Exercise materials
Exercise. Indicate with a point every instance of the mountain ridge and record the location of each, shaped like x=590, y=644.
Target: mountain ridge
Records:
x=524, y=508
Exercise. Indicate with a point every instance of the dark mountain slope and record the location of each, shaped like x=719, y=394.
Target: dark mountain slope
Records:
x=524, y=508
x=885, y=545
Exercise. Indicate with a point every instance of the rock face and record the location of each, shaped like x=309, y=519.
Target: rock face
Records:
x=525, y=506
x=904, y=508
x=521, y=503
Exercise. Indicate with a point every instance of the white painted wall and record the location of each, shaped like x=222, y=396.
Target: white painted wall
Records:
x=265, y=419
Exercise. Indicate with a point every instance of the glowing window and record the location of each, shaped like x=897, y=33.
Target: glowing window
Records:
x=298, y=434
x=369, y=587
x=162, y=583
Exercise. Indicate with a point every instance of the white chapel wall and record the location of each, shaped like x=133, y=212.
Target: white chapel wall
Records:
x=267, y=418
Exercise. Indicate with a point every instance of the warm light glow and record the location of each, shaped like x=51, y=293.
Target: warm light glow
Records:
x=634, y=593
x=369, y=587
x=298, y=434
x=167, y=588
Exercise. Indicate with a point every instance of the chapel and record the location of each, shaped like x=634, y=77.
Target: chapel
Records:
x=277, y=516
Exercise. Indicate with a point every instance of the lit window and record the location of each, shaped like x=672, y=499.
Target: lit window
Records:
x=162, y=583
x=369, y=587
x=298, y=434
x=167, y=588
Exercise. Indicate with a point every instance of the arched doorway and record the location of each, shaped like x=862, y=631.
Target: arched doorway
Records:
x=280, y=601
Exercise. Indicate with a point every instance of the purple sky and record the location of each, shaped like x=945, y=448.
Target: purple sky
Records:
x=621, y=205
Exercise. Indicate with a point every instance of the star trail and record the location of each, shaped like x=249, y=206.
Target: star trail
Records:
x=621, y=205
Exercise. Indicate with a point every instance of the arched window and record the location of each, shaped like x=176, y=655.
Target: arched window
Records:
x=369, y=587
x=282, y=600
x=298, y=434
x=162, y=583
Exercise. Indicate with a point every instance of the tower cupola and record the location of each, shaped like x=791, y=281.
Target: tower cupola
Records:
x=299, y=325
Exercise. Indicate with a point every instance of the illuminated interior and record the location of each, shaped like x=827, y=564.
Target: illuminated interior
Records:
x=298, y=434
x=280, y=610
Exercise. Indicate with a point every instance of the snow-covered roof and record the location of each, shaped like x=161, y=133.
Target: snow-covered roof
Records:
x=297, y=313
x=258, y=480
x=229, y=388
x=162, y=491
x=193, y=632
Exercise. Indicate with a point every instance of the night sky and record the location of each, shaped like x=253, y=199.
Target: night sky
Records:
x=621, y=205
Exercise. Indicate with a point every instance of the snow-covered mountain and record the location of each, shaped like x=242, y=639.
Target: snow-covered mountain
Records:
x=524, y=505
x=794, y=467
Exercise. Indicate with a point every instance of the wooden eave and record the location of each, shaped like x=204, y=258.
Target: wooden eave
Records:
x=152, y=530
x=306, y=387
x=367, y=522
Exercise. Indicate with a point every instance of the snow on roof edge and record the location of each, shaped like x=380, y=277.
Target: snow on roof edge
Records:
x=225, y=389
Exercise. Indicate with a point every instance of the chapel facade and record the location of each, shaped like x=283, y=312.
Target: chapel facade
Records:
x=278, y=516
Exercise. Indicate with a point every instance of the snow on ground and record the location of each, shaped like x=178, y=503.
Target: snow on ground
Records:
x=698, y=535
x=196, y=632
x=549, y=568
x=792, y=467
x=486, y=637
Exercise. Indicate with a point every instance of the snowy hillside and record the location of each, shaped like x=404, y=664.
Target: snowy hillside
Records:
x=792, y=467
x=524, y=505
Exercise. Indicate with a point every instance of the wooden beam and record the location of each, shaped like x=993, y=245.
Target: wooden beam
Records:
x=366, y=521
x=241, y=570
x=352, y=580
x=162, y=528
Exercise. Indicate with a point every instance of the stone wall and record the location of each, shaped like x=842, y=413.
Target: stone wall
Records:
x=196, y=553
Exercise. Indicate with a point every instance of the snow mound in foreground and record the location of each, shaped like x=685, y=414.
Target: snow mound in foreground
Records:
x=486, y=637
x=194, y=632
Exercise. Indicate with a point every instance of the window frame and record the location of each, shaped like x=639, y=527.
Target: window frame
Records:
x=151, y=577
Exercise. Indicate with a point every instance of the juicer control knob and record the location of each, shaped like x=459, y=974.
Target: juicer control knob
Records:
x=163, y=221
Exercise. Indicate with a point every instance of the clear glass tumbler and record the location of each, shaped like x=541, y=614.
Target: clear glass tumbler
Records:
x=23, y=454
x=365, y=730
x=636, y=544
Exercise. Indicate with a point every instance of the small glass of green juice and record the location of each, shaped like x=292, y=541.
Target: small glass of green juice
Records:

The task
Beginning with the first line and continuing through the line with "x=267, y=418", write those lines out again, swapping "rock face" for "cliff face" and leaving everything else as it is.

Worked answer
Exercise. Indicate with a point every instance of the mountain ridge and record the location of each, shaped like x=590, y=644.
Target: mountain ridge
Records:
x=524, y=508
Exercise. Indicate with a point every instance of the dark mountain slope and record the location of each, shaped like x=719, y=394.
Target: dark mountain slope
Records:
x=524, y=508
x=885, y=545
Exercise. Indicate with a point every instance of the cliff face and record the location of each, shaped like x=309, y=519.
Target: cliff face
Records:
x=525, y=506
x=904, y=508
x=521, y=503
Exercise. Indicate with a point every instance of the white painted wall and record the location of each, shaped like x=222, y=396.
Target: white painted wall
Records:
x=265, y=419
Exercise. Indicate with a point every instance of the glowing window and record the location of each, shaped like x=897, y=33.
Target: glowing window
Records:
x=298, y=434
x=369, y=587
x=162, y=583
Exercise. Indicate with a point every instance of the white chapel wall and record the location of each, shaped like x=133, y=212.
Target: white chapel wall
Records:
x=267, y=418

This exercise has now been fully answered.